### PROBLEM TO WORK ON
Write each line below back out exactly, omitting its pictures.

[Collection entries]

+---+

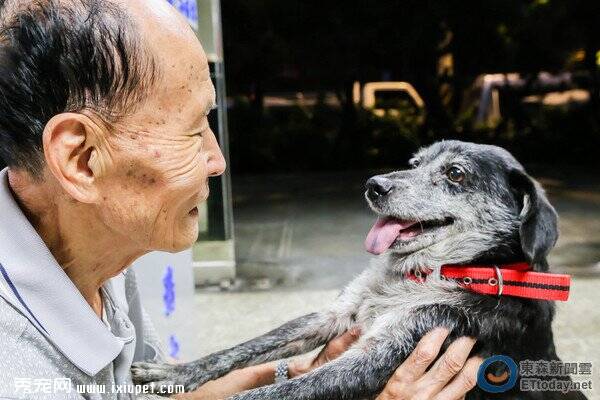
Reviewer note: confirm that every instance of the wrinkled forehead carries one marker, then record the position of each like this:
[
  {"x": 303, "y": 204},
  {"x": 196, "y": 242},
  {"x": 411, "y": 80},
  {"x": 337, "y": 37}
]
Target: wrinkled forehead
[{"x": 475, "y": 158}]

+---+

### RESPONSE AREA
Reviewer note: confirm that every instance of the wrinkled forehead carries one marker, then record the position of each like this:
[
  {"x": 303, "y": 204},
  {"x": 196, "y": 242},
  {"x": 411, "y": 80},
  {"x": 337, "y": 37}
]
Target: wrinkled forehead
[{"x": 475, "y": 158}]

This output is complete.